____ EXTRACTED INFORMATION
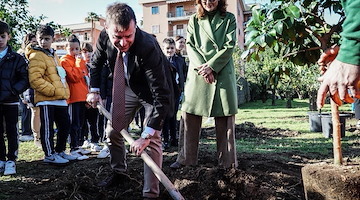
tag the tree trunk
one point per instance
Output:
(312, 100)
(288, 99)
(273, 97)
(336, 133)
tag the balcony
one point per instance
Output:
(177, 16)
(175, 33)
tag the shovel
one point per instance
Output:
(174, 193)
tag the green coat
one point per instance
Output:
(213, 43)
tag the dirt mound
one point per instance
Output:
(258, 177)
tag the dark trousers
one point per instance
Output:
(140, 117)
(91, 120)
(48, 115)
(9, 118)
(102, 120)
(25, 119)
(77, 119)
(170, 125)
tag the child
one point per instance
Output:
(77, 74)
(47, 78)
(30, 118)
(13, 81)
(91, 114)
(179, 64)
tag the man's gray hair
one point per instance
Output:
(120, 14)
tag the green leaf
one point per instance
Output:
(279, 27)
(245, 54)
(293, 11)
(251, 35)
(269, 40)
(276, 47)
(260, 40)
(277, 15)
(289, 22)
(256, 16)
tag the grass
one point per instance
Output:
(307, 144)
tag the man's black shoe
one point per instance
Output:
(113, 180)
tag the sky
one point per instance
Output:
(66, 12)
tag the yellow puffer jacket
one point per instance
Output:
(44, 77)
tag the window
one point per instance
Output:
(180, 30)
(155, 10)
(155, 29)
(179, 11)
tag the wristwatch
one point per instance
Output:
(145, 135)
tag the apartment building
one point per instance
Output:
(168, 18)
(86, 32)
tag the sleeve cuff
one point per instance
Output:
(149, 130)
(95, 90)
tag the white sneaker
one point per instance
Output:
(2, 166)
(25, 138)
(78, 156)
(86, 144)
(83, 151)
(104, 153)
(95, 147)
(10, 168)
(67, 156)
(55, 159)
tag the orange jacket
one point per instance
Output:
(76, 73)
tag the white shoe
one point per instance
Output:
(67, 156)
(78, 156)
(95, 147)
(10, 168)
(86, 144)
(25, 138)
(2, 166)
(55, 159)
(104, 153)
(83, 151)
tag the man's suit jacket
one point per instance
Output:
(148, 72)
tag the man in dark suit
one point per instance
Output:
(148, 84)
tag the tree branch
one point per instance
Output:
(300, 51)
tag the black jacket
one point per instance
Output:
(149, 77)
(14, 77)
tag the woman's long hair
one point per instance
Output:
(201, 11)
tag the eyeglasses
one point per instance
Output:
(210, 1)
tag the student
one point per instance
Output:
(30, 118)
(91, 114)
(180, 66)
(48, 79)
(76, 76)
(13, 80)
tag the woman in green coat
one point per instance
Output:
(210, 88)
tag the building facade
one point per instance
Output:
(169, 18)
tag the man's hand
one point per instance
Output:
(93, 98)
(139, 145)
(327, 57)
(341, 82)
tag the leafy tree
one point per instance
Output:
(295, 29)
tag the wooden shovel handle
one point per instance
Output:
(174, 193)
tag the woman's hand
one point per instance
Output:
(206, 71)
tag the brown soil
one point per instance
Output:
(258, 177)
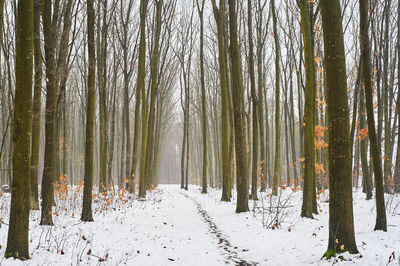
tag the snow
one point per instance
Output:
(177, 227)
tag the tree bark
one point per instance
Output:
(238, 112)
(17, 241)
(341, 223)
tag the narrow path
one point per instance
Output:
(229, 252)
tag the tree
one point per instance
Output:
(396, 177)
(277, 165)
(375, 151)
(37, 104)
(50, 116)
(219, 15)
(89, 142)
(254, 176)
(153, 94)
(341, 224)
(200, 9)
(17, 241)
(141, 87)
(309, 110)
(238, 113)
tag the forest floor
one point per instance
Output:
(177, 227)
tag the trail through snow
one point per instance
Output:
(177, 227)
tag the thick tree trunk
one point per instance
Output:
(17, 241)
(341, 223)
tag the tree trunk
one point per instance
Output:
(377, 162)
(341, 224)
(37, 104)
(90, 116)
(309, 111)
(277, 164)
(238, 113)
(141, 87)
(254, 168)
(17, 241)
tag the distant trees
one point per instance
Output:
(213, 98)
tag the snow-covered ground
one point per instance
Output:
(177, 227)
________
____ EXTRACTED INFORMATION
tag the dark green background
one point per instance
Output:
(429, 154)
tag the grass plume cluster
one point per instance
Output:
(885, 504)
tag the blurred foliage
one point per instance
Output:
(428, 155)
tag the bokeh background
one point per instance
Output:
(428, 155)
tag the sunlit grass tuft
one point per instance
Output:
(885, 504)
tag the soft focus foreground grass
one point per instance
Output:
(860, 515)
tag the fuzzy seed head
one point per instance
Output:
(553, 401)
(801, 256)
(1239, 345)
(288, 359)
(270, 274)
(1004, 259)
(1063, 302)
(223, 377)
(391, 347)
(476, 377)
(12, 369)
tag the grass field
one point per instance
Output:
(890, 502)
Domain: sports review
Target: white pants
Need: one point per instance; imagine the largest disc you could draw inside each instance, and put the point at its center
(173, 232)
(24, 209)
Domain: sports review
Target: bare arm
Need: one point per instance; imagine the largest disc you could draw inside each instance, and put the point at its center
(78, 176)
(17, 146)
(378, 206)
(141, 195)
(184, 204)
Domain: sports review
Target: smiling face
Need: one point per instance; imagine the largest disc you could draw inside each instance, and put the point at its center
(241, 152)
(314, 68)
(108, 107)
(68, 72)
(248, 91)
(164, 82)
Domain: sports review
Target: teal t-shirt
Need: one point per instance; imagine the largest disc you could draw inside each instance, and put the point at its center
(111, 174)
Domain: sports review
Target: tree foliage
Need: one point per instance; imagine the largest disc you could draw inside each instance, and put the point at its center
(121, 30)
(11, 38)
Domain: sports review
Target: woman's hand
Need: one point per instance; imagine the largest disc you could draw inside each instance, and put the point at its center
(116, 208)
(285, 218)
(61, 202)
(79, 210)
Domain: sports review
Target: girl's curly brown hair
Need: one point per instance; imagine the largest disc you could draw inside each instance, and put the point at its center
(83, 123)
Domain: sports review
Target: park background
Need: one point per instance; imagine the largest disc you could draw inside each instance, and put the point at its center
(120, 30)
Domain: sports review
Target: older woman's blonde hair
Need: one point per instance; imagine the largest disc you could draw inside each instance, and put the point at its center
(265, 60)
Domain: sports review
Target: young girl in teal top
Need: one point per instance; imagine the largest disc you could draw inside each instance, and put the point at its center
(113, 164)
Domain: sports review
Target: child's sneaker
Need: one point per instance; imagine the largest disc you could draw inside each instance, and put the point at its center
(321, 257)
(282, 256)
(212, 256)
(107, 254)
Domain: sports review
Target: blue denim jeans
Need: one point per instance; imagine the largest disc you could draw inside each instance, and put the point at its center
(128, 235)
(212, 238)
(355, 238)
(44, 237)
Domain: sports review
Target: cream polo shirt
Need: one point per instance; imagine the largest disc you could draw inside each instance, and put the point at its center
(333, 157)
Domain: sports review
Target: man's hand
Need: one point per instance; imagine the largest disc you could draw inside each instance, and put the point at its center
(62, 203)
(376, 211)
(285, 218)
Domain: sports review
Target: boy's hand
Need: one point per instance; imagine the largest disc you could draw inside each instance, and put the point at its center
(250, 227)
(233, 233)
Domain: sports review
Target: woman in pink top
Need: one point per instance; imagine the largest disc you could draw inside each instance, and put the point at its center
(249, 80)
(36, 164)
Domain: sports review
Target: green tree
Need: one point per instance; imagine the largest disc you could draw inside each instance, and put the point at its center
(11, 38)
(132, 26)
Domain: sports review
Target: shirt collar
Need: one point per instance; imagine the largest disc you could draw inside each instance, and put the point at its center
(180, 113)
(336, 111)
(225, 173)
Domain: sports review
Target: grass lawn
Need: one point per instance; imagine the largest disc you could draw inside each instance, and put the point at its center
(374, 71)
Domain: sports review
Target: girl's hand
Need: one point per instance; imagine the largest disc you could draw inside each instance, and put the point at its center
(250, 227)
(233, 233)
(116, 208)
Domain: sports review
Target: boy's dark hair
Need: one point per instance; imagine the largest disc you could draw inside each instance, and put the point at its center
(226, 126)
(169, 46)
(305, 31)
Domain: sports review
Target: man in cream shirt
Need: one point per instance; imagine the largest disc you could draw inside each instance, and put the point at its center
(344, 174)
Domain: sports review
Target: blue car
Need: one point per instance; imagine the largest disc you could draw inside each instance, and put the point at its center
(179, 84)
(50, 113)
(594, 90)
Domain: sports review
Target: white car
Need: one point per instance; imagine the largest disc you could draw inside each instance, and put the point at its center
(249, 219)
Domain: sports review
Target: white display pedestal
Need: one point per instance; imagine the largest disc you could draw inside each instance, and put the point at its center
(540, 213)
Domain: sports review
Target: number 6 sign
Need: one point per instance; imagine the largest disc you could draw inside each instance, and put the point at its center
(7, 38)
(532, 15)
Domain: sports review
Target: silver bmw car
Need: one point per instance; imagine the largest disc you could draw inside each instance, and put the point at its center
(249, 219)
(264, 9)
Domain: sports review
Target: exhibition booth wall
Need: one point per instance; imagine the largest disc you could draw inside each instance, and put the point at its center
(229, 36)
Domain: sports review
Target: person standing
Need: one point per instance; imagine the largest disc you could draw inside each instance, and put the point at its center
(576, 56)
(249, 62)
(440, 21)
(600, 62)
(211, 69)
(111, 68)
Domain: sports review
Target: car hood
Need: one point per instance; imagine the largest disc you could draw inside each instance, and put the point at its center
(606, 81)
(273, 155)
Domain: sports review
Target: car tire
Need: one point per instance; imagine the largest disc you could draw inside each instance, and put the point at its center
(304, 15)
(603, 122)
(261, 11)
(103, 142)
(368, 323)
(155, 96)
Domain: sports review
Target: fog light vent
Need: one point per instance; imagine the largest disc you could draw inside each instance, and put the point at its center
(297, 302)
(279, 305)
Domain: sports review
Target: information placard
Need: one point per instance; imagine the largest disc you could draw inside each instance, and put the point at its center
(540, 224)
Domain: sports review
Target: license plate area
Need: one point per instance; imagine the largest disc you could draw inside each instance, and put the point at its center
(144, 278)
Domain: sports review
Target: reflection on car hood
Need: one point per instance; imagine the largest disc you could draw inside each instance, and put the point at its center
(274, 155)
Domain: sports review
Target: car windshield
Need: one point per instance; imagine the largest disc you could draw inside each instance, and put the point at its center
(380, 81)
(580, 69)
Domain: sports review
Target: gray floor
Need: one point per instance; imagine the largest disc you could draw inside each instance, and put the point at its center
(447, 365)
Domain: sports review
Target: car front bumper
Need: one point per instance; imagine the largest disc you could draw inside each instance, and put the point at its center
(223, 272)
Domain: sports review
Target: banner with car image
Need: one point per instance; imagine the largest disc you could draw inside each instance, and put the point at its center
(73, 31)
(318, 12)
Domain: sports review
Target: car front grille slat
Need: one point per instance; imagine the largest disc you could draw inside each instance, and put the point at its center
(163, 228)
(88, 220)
________
____ EXTRACTED INFORMATION
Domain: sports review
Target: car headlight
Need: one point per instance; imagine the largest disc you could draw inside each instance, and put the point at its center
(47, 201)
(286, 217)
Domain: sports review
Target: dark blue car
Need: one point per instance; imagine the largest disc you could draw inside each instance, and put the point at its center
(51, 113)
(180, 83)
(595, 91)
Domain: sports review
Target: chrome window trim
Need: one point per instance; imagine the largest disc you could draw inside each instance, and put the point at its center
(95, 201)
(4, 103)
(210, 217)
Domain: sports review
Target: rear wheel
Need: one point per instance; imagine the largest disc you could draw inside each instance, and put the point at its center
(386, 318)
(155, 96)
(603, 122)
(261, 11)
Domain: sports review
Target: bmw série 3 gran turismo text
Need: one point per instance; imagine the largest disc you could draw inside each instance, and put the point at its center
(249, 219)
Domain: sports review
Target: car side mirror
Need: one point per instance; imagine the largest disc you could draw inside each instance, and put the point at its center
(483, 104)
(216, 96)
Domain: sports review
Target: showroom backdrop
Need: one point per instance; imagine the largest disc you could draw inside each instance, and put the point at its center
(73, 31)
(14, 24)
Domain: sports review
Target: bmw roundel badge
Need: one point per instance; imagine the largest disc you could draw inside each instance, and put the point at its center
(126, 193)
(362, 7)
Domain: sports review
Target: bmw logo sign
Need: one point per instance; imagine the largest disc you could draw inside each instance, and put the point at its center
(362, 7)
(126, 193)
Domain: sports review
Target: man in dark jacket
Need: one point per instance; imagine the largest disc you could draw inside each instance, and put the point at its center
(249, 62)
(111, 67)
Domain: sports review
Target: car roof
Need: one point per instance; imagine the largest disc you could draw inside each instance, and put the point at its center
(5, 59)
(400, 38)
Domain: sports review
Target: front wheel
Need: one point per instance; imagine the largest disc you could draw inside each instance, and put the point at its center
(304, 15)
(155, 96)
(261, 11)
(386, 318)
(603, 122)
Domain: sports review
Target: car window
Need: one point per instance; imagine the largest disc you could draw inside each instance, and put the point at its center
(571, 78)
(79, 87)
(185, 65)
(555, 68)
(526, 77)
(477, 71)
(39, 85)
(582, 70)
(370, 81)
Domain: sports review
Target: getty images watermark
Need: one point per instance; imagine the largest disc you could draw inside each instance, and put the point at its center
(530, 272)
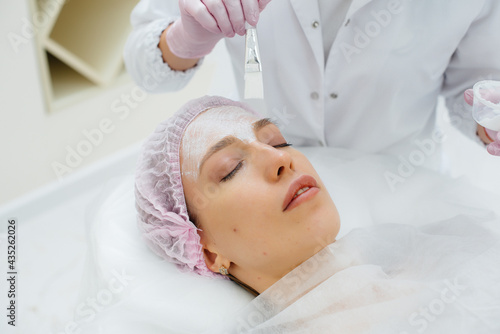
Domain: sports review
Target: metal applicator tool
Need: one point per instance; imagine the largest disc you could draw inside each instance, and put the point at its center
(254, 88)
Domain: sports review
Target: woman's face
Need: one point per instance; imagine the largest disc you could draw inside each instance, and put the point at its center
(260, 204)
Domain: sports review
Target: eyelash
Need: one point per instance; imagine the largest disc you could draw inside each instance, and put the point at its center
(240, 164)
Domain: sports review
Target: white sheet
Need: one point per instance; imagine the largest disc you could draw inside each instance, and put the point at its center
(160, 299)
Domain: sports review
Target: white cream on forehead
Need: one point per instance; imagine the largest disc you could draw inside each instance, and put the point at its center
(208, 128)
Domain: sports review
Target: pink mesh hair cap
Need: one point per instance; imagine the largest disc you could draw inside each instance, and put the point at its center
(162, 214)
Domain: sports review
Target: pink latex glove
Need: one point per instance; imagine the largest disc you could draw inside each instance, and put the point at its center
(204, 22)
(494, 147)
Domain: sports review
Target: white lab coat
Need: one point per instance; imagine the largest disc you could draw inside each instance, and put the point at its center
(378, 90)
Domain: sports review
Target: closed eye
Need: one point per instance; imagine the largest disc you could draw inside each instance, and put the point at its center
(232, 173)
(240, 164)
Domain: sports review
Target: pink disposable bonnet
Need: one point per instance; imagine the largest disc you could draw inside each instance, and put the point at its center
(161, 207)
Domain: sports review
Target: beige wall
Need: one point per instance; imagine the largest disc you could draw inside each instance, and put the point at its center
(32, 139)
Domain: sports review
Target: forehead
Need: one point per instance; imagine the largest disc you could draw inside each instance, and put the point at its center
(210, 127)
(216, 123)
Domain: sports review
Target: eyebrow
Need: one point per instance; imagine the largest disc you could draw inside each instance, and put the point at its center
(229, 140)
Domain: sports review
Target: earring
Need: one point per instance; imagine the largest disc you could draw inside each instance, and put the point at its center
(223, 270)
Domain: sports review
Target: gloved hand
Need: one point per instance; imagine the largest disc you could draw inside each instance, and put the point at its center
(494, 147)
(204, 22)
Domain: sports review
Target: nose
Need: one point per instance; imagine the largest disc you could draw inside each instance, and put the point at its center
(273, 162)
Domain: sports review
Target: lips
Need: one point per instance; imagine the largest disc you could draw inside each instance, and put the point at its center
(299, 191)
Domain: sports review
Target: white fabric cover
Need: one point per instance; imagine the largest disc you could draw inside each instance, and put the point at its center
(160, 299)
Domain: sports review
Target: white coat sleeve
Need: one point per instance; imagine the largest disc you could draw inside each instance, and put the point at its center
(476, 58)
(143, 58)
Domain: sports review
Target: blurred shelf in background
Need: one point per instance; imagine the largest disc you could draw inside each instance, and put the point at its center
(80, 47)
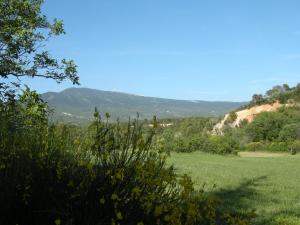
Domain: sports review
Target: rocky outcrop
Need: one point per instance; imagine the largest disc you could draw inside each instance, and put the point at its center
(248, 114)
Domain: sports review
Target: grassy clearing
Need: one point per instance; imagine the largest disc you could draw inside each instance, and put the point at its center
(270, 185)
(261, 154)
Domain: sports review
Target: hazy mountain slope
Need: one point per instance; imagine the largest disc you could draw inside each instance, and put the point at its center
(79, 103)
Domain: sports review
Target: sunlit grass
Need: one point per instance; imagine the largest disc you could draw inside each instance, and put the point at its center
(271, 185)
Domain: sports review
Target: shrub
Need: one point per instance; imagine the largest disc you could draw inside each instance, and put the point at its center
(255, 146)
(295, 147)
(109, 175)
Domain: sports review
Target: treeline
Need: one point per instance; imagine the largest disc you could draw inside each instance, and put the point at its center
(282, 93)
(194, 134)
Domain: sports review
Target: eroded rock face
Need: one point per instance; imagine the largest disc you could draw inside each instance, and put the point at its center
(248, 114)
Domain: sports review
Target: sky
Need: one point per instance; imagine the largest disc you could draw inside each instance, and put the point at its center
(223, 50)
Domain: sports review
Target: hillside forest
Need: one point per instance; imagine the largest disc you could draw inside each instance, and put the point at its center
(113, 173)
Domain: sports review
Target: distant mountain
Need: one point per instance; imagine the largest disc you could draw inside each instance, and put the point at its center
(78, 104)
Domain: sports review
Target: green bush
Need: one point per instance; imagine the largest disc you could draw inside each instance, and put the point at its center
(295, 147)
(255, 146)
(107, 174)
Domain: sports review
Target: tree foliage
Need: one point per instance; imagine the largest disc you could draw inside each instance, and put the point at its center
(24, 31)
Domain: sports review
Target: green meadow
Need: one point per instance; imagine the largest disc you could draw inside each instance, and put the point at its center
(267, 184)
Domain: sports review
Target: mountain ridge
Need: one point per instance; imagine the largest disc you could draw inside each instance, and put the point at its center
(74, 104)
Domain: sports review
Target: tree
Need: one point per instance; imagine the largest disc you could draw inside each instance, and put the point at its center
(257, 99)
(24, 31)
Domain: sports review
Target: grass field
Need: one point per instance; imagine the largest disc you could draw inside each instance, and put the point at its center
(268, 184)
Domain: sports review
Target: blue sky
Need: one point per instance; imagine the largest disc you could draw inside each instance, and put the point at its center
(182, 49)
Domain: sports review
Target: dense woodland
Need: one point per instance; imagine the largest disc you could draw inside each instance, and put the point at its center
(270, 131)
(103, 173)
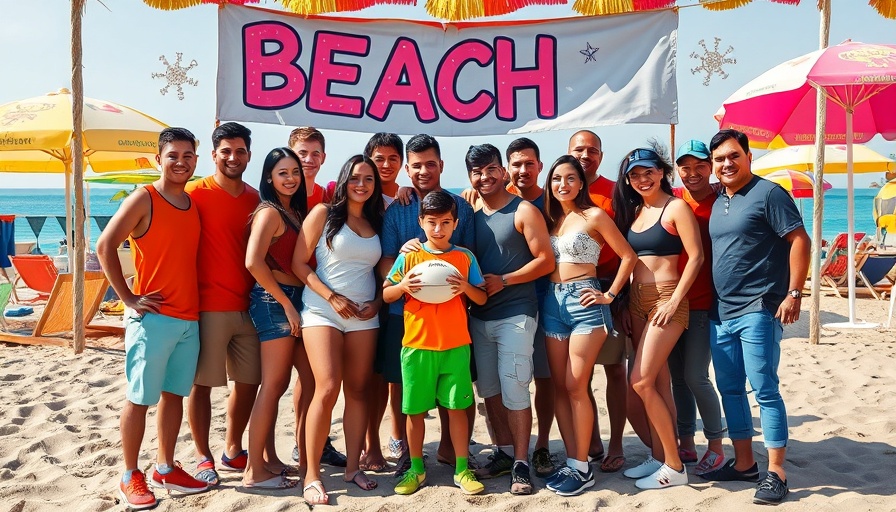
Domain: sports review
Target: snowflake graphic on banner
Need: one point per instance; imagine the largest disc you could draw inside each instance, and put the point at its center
________
▸ **DESCRIPTION OF THE TASK**
In the material above, please find every line that includes the word "blurred" and copy it.

▸ **OUTPUT BELOW**
tag the blurred foliage
Target: blurred shelf in background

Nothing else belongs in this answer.